== What is needed ==
Using the text on the Canadian Pharmacists Journal, explain in one to three sentences why the journal passed from the Canadian Pharmaceutical Society to the Ontario College of Pharmacy.

Canadian Pharmacists Journal
- Discipline: Pharmacy practice research
- Language: English, French
- Edited by: Dr. Ross Tsuyuki

Publication details
- Former name(s): Canadian Pharmaceutical Journal; Pharmacal Gazette of Montreal
- History: 1868-present
- Publisher: SAGE Publications
- Frequency: Bimonthly
- Open access: No

Standard abbreviations
- ISO 4: Can. Pharm. J. (Ott.)

Links
- Journal homepage; Online archive;

= Canadian Pharmacists Journal =

Established in 1868, the Canadian Pharmacists Journal (CPJ) is Canada's oldest continuously published periodical. This peer-reviewed journal is published 6 times per year. It features original research, clinical reviews, commentaries, evidence briefs, clinical practice guidelines and practice tools relating to advancing pharmacy practice towards patient-centred care and improving outcomes. The journal has a circulation of over 18,000. It is the official publication of the Canadian Pharmacists Association.

== History ==
The journal was first published in May 1868 as the Canadian Pharmaceutical Journal by the Canadian Pharmaceutical Society. The founding editor-in-chief was E.B. Shuttleworth. After the Ontario Pharmacy Act was passed in 1871, the Canadian Pharmaceutical Society dissolved and the journal was taken over by the newly established Ontario College of Pharmacy. Shuttleworth continued in his position as editor until 1896 when the journal merged with the Pharmacal Gazette of Montreal. Finally, in 1923, the journal was purchased by the Canadian Pharmaceutical Association (now known as the Canadian Pharmacists Association).

Early issues contained a wide variety of topics which included social and legal notices, compounding formulae, and commentary on pharmacy issues of the day. In 1957, a new "scientific section" edited by Mervyn Huston was introduced. The section contained original research and was very popular among readers.

More recently in 2002, the journal adopted peer review. In June 2005 it was redesigned, changed its name to the Canadian Pharmacists Journal and relaunched with a stronger focus on pharmacy practice research.

== Abstracting and indexing ==
The journal is abstracted and indexed in Emerging Sources Citation Index, EBSCO, Embase, ProQuest:International Pharmaceutical Abstracts, and Scopus. It is archived in PubMed Central.

== Entries supplied ==
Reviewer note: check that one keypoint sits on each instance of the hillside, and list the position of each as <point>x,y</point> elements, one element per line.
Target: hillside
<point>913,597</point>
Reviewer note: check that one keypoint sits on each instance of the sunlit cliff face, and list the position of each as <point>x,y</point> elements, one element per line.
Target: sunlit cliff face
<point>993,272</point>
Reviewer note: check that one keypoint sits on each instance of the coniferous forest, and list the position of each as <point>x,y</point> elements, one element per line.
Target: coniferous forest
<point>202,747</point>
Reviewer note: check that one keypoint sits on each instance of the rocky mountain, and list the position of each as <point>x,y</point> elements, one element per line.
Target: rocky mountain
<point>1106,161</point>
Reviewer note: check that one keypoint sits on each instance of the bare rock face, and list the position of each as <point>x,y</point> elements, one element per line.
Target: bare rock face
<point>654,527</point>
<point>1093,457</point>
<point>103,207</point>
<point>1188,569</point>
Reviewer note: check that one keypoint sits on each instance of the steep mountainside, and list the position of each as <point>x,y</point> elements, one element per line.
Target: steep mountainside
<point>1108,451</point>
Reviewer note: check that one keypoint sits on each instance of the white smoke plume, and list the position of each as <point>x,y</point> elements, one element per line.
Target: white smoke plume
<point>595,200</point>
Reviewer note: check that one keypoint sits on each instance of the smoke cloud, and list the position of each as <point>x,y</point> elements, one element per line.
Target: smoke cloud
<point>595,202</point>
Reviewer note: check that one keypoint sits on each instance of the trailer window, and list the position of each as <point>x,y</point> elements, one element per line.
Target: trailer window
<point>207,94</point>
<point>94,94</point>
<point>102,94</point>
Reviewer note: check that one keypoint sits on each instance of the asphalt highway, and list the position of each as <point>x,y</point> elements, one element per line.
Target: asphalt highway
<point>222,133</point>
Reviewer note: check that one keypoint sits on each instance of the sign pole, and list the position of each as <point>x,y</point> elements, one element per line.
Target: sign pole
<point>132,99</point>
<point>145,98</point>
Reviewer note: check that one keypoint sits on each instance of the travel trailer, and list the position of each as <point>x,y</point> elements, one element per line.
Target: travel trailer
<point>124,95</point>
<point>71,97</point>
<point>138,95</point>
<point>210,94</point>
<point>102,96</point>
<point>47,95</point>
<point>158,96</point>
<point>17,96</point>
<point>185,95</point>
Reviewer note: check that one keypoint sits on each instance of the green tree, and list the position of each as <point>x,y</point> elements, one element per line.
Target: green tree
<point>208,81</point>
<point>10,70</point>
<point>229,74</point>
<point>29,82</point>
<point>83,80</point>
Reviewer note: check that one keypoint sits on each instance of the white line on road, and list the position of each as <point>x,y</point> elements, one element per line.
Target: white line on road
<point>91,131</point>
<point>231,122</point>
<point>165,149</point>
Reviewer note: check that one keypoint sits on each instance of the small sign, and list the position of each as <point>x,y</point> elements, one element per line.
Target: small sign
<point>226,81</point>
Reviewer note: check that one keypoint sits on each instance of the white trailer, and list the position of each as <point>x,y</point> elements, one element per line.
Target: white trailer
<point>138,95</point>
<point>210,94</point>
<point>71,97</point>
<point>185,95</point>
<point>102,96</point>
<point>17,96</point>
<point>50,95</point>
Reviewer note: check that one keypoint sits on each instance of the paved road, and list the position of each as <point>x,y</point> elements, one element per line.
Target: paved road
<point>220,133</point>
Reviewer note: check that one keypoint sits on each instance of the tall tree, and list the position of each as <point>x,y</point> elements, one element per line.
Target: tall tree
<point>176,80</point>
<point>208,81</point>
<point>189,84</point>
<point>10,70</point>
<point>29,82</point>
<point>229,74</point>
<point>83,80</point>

== Result of this exercise ==
The Canadian Pharmaceutical Society dissolved after the Ontario Pharmacy Act was passed in 1871. With its original publisher gone, the journal was taken over by the newly established Ontario College of Pharmacy.